PROBLEM DESCRIPTION
What follows are records. Restate all of them word for word.

*** DATA LINES ***

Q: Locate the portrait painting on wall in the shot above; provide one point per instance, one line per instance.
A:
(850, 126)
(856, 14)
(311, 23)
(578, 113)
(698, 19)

***

FULL RESPONSE
Q: Locate the portrait painting on wall in the shot above; provide one point per instance, one line per instance.
A:
(850, 126)
(856, 14)
(311, 23)
(578, 113)
(698, 19)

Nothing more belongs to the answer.